** Begin Exercise input **

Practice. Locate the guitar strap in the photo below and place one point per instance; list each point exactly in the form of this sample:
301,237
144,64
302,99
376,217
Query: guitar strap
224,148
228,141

** End Exercise input **

> Do this:
Rewrite the rows above, changing each "guitar strap" to "camera strap" and leaving everything else the same.

> Problem solution:
Practice. Locate the camera strap in the photo below and place one point per instance; list each point exactly in the form of this sample:
301,237
144,64
302,99
376,217
Query: camera strap
224,148
228,141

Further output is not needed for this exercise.